_Region pointing data_:

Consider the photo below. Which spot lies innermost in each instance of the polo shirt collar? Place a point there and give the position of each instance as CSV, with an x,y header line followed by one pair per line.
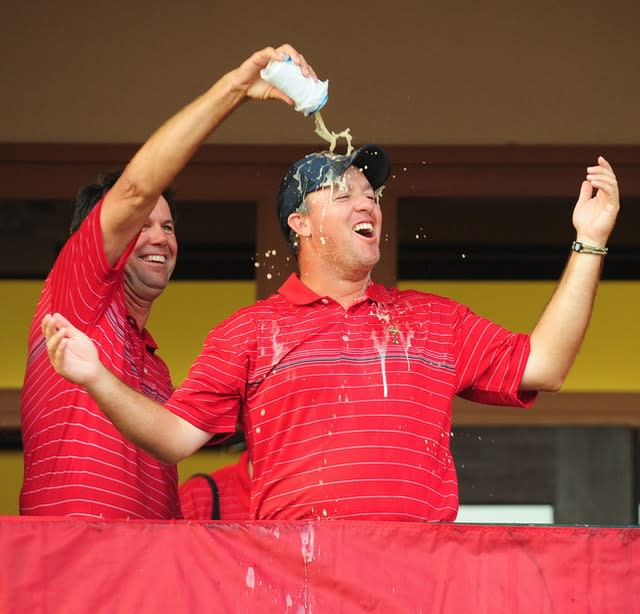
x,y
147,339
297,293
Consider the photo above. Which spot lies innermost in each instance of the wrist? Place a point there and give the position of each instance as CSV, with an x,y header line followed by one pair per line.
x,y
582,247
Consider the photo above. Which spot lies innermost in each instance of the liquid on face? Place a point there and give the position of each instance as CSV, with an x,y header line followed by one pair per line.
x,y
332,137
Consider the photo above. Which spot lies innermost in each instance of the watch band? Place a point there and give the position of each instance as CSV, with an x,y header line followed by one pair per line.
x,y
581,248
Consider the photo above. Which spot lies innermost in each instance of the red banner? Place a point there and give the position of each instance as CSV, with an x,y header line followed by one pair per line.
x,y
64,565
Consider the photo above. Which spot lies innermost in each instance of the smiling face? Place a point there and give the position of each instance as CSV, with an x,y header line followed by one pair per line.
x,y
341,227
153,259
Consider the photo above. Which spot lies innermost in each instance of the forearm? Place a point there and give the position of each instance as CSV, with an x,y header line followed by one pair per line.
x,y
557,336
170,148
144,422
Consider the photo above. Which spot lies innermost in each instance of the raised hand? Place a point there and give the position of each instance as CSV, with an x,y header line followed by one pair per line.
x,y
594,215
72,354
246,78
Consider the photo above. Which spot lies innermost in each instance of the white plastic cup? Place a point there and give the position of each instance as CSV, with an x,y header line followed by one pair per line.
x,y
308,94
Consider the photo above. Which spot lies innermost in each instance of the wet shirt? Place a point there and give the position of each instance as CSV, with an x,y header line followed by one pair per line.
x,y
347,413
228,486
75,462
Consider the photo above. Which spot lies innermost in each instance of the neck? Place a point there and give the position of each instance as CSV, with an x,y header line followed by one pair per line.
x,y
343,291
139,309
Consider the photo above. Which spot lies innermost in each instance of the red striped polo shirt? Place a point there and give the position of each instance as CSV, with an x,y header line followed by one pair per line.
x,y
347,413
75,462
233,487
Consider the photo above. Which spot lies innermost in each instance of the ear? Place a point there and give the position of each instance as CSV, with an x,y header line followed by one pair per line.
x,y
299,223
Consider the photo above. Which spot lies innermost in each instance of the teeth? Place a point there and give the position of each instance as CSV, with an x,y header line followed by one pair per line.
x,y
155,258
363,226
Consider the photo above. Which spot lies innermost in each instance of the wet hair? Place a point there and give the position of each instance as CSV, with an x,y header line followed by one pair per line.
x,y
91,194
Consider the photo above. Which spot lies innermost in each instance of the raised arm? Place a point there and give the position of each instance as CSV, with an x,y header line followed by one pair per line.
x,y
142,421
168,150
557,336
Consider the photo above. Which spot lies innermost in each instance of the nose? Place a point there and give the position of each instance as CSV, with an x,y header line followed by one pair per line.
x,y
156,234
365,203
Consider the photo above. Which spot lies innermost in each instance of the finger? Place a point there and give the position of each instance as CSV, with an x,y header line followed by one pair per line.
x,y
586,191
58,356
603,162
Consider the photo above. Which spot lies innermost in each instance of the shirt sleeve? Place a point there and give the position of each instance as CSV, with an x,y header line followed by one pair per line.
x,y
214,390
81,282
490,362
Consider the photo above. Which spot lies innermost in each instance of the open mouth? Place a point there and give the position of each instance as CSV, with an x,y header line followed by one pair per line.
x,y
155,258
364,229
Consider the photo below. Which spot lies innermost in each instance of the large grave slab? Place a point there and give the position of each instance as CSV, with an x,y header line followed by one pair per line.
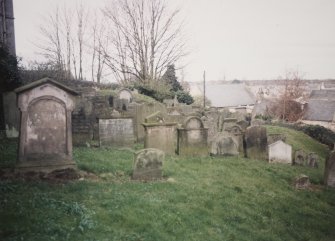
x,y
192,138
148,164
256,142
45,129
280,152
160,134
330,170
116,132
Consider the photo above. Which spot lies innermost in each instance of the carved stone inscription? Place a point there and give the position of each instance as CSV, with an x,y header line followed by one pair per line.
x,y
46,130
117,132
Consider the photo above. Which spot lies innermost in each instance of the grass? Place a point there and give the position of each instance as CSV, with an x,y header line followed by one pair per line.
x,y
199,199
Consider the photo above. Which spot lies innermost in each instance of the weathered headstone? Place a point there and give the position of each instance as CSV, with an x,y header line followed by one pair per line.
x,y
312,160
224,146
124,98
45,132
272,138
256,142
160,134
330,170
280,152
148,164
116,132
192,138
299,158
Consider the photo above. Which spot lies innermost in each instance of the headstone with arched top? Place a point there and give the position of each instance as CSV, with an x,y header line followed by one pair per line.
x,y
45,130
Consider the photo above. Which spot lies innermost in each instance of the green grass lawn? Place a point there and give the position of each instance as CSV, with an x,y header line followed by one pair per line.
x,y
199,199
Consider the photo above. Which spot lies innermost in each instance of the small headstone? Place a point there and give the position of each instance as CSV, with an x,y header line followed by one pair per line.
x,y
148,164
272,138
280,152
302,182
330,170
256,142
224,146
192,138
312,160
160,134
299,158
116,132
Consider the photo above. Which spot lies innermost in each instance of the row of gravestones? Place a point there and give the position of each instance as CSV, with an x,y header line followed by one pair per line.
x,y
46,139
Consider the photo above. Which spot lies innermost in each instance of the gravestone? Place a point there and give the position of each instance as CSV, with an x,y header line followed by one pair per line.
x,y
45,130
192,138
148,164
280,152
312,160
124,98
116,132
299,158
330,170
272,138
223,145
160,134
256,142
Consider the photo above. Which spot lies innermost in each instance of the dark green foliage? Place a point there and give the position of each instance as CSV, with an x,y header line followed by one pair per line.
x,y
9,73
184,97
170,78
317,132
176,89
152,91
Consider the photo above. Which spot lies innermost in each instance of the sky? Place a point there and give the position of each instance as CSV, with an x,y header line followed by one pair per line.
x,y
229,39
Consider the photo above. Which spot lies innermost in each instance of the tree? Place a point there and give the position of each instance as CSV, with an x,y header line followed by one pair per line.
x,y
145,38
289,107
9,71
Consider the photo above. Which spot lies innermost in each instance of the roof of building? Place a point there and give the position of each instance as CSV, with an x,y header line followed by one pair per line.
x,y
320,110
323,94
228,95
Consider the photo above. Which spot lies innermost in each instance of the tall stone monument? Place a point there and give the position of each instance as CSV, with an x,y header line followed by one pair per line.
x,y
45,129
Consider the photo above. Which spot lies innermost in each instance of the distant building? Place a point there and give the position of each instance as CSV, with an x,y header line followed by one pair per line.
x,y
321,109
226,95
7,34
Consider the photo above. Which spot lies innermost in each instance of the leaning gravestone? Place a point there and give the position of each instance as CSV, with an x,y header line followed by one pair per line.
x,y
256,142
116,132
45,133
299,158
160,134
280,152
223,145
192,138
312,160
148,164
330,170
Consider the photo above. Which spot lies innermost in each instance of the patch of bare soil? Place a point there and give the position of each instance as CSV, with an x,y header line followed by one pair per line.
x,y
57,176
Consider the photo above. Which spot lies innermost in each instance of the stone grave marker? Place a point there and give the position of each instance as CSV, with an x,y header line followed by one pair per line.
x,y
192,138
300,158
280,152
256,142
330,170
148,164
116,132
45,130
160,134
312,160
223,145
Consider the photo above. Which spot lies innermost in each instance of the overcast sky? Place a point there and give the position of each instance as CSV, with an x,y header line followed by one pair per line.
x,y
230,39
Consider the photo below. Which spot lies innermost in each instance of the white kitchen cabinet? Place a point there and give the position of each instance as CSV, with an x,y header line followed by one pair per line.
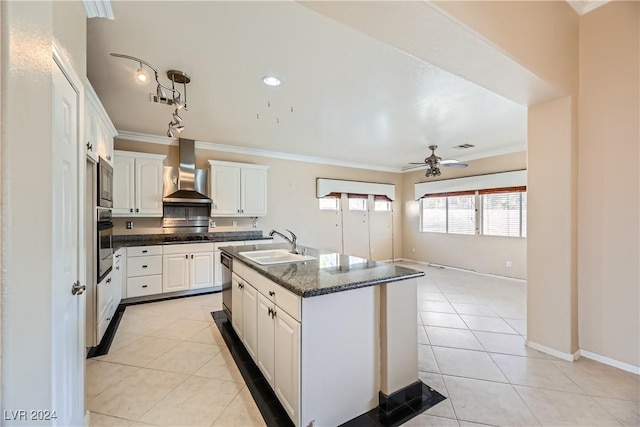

_Exercise aim_:
Retype the records above exactly, and keep any picture out of what you write.

_Response below_:
Consider the photo below. Which spot lies innermost in each instance of the polo shirt collar? Place a point there and give the position of each instance as CSV, with an x,y header line followed by one pair per line.
x,y
147,339
297,293
Consider the photo above. Which spot lies innermost in each instance of the wrist? Place a point there and give the position of each instance as CSV, with an x,y header line followed by one pair per line.
x,y
582,247
Consider the photo above. Which spot lies innermost in each instance of the liquid on face? Place a point there and give the position of each instance as CSV, with an x,y header line followed by one pair per line.
x,y
332,137
Consider the photo above. Which spot lies innermost in each instance of the watch band? Place a point there and give the position of each instance as CSV, with an x,y header line followed by one pair per line.
x,y
581,248
Consider the photo above. Which spot lies innermost in each instance of the red banner? Place a point there and give the position of each instance as CSV, with an x,y header line followed by one pair per line.
x,y
64,565
Consider the photo above. Which spot lies innermost in each instance of the smiling face? Place a point there and give the position of each instance as CSV, with an x,y header line followed by one pair per line.
x,y
341,227
153,259
Consider the photo above. Which spot lies innermost in each instance of the forearm? Place a point there and give the position of each instance as CSV, with an x,y header line followed by one pair per line.
x,y
557,336
170,148
144,422
Consider the photo above. Which spot lies innermost in each instance of the raised hand? Place a point there and give the position of each instance as CSV, with an x,y header line followed by one pair per line.
x,y
594,215
72,354
246,78
Consider the photo above. Which spot lies innermost in each instance of the white plastic cup? Place a point there and give the position of each instance as CSV, with an x,y header line followed by one pair per line.
x,y
308,94
Consider the photo above. Which spot lies innermost in each instance of the wet shirt? Place a point there and give the position of each instance as CSV, with an x,y header line followed by one pair per line.
x,y
347,413
228,486
75,462
Consider the photo above. Which spot lies innermost in each instance of the neck? Place a point there and give the position of each instance as CSV, with an x,y header line followed by one pair per line.
x,y
343,291
139,309
Consider the photo above. Which spot lies innermost in each instance of the red striped polo shirt? Place a point there and give the position of each instance as CSV, with an x,y header line followed by one pair per line.
x,y
347,413
75,462
233,487
Consider the photo above. Which spot lies innermost in each instance of the ear? Place a point there and give the position of each instance as CSV, with an x,y header line followed by one pair per line.
x,y
299,223
Consider the photo above. Which spot lies innermost in each instance of the teeth? Place a point there and give the position of each instance as CSV, with an x,y header line followed by one pair per line.
x,y
155,258
363,226
Consider the photo above. Which spot lies innermost in each instance of the wet hair? Place a point there and give the position of each instance as CSV, with an x,y header line followed by one pair per line.
x,y
91,194
Consider the photo above. Which spot lies innermost in each instance of the raised arm? Place a point there and give the position of each instance as CSV, with an x,y header line followed by one pair per line.
x,y
142,421
168,150
557,336
Consider the photo above. Which spot lies innermost in each instance of the nose? Place a point there and give the position of each instance as CSV, with an x,y header line followed by one pair per line.
x,y
156,234
365,203
Consider the photo above. Which spot lies innermost in each instance of the finger? Place a point there and give the position of each instance as CSV, with an x,y header line followed by one pair per line.
x,y
586,191
58,356
603,162
Consider the photo above. Which spot lies innermost in each instance of the shirt sleeve? Place a point there and give the position of each instance as CSV, with an x,y header line followed by one pair per line.
x,y
214,390
81,282
490,362
Consider the photo above. Which spot lies innermost in each instance of the open mouth? Place a point there and give the position of each instance as CSV, with an x,y header line followed by one pair per line.
x,y
155,258
364,229
Consider the photo below. Which spot lies innermost in each instance of the large grave slab? Place a point there and give the position of each instance as CSV, with an x,y header line followed by one pair per line.
x,y
192,138
148,164
256,142
45,129
280,152
160,134
330,170
116,132
Consider the photo above. Which spot lies innermost in each instance of the carved stone inscription? Place a point there and give the position of each instance as CSV, with an x,y header line followed by one pair per line.
x,y
46,130
117,132
Consider the photo above. Which spot lies innermost in each instance of the grass? Place a point there and give the position of each instance as CSV, with an x,y header line followed by one pair per line.
x,y
199,199
Consider the photo above. Which spot lies innermost in each instance of the weathered headstone? Place a point there and give the position of each instance as CSV, with an x,y header line followed by one pair per line.
x,y
312,160
224,146
124,98
45,132
272,138
256,142
160,134
330,170
280,152
148,164
116,132
192,138
299,158
Consider the photo above. Which spot lies innermost in each instance of the headstone with arched top? Place a point there and give the position of each instance as CSV, with an x,y header line followed by one pair per line.
x,y
45,130
Consider the photo above. Which spot lies innermost in each instance of the green grass lawn? Place a point there and give the position of each instance as CSV, with an x,y header line followed by one pair per line.
x,y
199,199
Consider the photo above. Which spot lies innermost in each instance of the small headstone? Place a point there and give the position of each instance as CSV, with an x,y header line followed by one pair per line.
x,y
148,164
272,138
280,152
302,182
330,170
256,142
224,146
192,138
312,160
160,134
299,158
116,132
Consider the photo above. Which spot lies innermost in each instance of the row of gravestones? Place a point there and give the position of each instance as CSV, with an x,y header line followed by one pair per line.
x,y
46,139
Consider the photo above. Which spot lies innermost in each instance of the gravestone? Place a point there and give the position of each instance as CSV, with an x,y header line followed by one pair per line.
x,y
45,130
192,138
148,164
280,152
312,160
124,98
116,132
299,158
330,170
272,138
223,145
160,134
256,142
Consider the photo above. Which spot lies innermost in each instance of the dark green foliage? Place a point there and give the position of each instance as CSV, with an x,y header line followed by one pair per line.
x,y
9,73
184,97
170,78
317,132
176,89
152,91
Consider the photo above. Which spot lies innermost in each instance of the sky? Place a point there and give the position of each instance as CSV, with an x,y header line followed by one pair per line.
x,y
229,39
Consider the photo above. Which spot lies innermost in each instance of the tree? Place a point there and give the position of each instance as CSV, with an x,y header line followed by one pair per line.
x,y
145,38
289,107
9,71
Consider the photo above. Which spot lies innermost in each instance of the roof of building? Place a point there and give the position of each instance as CSV, with an x,y header line followed by one pair per line.
x,y
320,110
323,94
228,95
Consider the photo above. Which spot lies innermost in each instance of the tall stone monument? Place a point there and give the position of each instance as CSV, with an x,y header line followed by one pair per line.
x,y
45,129
Consider the photo above. Which spot lies innermost in each instance of the distant building? Place a point there and give the position of each instance as CSV, with an x,y header line followed by one pair per line.
x,y
321,109
226,95
7,34
Consider the photo above. Which spot lies innermost in each instance of the leaning gravestone? Place a point there and give the position of each instance as CSV, with an x,y header line followed by one pair per line.
x,y
256,142
116,132
45,133
299,158
160,134
280,152
223,145
192,138
312,160
148,164
330,170
Consider the photo above. Which spot lies innermost in each instance of the patch of bare soil? Place a point there and give the position of each instance as CSV, with an x,y header line followed by one pair per line.
x,y
57,176
Consider the photo above. Which spot lies innermost in each instance of the stone grave marker? Place a point there and give the position of each instance as CSV, with an x,y header line followed by one pair per line.
x,y
192,138
300,158
280,152
256,142
330,170
148,164
116,132
45,130
160,134
312,160
223,145
Consider the photo above. Which spot lies innermost in each instance of the overcast sky? Place a point there and give the position of each instance as CSV, with an x,y header line followed by one pair per line.
x,y
230,39
Consider the photo below. Which spot lies innermost in each instance of the white kitchen cabinet? Place a point there and give the position of each instance as CSV, with an x,y header line followed by one pair per line.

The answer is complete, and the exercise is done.